:: Excerpted passage ::

Living in the present tents

Occupiers and Metro are maintaining a delicate truce

Occupy Las Vegas Camp

Leila Navidi

Mary Underwood works on her laptop at the Occupy Las Vegas camp between Paradise Road and Swenson Street south of East Naples Drive in Las Vegas on Thursday, Oct. 27, 2011. Underwood works in IT and plans to work from her campsite.

Occupy Las Vegas Camp

Mark Andrews of Las Vegas stands with an American flag with 13 colonies at Occupy Las Vegas between Paradise Road and Swenson Street south of East Naples Drive in Las Vegas on Thursday, Oct. 27, 2011. Launch slideshow »

Beyond the Sun

Occupy Las Vegas - Fremont Street

A participant taking part in Occupy Las Vegas carries a sign on the Fremont Street Experience on Saturday, Oct. 15, 2011. Launch slideshow »

These are the things you learn when you show up with a sleeping bag and spend the night at Occupy Las Vegas.

The movement is taking shape at an encampment some 300 feet south of the Double Down, a saloon known for its bacon martini. We’re between Paradise Road and Swenson Street, north of Tropicana Avenue, on a piece of land owned by the county.

The movement’s leaders and its faithful include real estate gurus, an ex-Texas madam, public relations experts, doctoral students and lawyers. They mix with barbacks, veterans, unemployed construction workers and the homeless. Someone’s a stage-lighting wiz. One guy wears a bright red hoodie emblazoned on the back with his self-proclamation: “Facebook President of the World.”

:::

Set tasks
a) Answer these questions from the Occupy Las Vegas article:
(i) What field does Mary Underwood work in?
(ii) What is the Double Down known for?
(iii) Who owns the land where the encampment sits?
b) From the Occupy Las Vegas article, extract the passage starting with "Beyond the Sun" and going on through "by the county.".
Answer using only the Occupy Las Vegas article.

:: Dataset ::

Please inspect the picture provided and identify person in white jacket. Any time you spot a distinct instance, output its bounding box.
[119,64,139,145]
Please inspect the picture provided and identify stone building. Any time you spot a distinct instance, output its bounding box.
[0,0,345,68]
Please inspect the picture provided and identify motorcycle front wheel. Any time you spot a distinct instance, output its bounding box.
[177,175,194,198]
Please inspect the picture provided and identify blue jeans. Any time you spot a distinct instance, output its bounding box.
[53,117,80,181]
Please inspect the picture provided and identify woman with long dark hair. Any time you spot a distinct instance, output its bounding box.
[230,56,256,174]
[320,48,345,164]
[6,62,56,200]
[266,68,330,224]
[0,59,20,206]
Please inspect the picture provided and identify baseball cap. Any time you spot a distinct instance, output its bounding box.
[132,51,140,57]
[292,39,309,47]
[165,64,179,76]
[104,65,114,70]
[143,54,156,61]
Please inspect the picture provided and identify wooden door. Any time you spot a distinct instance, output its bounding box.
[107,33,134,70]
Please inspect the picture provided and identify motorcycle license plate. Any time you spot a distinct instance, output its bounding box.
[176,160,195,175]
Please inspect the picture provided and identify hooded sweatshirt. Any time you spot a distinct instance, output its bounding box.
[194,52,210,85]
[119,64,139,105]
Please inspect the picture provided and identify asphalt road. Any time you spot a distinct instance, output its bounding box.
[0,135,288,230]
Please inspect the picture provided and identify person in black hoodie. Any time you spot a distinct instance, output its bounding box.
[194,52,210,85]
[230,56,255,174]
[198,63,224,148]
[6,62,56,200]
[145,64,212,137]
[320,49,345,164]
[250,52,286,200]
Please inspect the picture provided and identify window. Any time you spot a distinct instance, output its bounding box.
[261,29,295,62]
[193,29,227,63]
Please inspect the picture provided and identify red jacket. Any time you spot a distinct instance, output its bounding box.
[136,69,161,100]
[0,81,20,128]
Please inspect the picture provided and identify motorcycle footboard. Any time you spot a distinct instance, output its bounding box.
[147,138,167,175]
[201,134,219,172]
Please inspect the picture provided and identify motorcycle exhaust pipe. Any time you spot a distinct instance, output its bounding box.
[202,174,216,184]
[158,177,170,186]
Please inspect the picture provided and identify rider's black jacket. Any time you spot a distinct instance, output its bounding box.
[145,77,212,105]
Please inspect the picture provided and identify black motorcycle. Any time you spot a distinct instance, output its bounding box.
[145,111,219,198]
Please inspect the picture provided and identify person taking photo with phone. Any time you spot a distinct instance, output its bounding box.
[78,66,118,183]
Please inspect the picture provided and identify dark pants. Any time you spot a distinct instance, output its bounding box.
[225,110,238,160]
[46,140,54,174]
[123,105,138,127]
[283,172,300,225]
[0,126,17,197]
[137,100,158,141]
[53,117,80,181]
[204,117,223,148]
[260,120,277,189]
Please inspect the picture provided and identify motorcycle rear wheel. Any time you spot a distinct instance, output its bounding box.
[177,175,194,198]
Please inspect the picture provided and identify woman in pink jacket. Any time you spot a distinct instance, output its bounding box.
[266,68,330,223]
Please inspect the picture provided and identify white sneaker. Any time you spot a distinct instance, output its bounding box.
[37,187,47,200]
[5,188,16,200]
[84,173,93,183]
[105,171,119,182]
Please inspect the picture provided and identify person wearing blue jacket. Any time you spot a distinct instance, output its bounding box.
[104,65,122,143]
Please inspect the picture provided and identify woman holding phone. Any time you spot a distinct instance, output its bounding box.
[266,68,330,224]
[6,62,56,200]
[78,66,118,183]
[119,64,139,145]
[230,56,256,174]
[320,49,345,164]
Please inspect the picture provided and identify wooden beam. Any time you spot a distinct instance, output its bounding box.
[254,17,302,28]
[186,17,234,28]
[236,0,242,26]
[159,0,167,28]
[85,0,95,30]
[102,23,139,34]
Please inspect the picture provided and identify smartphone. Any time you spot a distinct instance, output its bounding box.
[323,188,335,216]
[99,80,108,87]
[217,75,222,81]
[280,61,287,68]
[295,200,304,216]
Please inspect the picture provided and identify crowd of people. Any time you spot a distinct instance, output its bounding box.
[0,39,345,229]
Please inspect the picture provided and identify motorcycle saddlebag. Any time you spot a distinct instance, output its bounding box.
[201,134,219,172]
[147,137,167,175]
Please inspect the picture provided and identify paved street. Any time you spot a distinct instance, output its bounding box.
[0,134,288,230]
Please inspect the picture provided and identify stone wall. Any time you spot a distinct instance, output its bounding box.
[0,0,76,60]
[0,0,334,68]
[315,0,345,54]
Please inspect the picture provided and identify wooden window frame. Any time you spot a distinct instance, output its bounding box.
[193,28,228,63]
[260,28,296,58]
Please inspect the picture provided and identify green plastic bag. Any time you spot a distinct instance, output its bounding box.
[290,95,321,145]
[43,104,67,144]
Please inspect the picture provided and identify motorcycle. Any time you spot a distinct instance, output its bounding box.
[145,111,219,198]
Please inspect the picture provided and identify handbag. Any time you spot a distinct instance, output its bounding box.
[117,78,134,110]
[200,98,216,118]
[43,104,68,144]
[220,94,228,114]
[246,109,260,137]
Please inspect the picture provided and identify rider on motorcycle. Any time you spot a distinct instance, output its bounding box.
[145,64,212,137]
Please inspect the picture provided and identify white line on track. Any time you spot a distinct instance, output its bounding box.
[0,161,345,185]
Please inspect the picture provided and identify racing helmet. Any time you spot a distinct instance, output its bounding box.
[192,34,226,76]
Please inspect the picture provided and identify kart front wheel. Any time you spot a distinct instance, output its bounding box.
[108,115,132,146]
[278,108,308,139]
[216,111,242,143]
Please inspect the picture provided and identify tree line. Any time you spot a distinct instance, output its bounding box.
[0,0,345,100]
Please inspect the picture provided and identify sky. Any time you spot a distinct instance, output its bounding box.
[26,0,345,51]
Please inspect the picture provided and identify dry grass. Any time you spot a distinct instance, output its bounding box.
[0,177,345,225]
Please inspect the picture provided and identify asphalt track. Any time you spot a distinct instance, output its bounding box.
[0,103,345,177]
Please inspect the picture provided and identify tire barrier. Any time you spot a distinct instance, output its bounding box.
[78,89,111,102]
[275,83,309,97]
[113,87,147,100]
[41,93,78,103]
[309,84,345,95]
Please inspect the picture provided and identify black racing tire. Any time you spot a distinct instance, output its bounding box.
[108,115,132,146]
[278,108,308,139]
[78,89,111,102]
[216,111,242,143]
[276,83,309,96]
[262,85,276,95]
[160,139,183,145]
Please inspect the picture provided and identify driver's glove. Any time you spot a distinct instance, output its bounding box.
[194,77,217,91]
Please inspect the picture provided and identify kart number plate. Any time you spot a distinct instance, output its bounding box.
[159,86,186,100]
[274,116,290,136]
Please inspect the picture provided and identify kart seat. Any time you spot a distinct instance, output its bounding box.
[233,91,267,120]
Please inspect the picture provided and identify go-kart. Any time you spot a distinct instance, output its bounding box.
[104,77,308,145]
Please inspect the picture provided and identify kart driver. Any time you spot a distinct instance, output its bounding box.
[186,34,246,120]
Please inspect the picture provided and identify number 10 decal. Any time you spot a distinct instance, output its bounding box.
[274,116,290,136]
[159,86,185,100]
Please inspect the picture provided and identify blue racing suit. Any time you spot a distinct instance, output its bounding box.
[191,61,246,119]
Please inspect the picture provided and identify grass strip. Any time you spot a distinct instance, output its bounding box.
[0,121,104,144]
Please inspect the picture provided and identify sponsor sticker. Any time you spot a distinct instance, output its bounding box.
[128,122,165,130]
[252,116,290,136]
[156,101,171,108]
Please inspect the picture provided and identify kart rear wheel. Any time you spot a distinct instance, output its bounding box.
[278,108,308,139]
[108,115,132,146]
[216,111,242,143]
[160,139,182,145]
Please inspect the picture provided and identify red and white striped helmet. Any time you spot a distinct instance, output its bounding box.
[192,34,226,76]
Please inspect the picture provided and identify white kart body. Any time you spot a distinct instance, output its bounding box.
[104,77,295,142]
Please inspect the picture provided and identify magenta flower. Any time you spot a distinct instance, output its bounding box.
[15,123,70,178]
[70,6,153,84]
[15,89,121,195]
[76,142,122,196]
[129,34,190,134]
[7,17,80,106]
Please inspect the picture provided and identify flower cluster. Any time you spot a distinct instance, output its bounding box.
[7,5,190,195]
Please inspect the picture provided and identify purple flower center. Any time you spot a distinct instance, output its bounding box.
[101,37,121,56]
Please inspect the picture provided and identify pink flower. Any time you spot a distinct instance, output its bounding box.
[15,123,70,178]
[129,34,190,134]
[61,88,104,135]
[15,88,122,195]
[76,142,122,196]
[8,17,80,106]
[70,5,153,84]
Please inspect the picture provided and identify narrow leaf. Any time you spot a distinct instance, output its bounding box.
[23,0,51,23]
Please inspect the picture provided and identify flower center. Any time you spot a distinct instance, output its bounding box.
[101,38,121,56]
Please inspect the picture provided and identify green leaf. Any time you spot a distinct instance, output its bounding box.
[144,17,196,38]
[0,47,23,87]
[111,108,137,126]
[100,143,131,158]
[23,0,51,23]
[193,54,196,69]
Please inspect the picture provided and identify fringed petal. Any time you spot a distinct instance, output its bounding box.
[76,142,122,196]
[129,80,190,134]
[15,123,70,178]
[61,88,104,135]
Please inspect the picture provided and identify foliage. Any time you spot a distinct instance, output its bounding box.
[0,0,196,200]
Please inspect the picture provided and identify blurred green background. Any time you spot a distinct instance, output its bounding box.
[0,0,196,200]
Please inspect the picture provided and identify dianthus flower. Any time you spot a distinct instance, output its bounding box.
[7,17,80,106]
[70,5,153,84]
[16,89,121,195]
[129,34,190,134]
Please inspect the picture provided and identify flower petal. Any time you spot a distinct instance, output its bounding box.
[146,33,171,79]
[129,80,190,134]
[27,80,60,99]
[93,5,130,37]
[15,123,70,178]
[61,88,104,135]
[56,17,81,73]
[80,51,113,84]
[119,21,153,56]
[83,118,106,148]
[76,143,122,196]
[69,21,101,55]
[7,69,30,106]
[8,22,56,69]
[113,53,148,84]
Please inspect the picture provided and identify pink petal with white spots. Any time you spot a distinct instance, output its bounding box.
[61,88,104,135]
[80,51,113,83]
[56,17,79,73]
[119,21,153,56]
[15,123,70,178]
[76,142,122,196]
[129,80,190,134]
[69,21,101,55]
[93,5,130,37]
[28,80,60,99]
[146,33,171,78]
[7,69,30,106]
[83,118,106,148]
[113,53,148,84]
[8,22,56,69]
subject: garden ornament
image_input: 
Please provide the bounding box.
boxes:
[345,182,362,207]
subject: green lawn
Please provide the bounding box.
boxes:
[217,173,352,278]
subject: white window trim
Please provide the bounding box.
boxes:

:::

Written responses
a)
(i) IT
(ii) Its bacon martini
(iii) The county

b)
Beyond the Sun

Occupy Las Vegas - Fremont Street

A participant taking part in Occupy Las Vegas carries a sign on the Fremont Street Experience on Saturday, Oct. 15, 2011. Launch slideshow »

These are the things you learn when you show up with a sleeping bag and spend the night at Occupy Las Vegas.

The movement is taking shape at an encampment some 300 feet south of the Double Down, a saloon known for its bacon martini. We’re between Paradise Road and Swenson Street, north of Tropicana Avenue, on a piece of land owned by the county.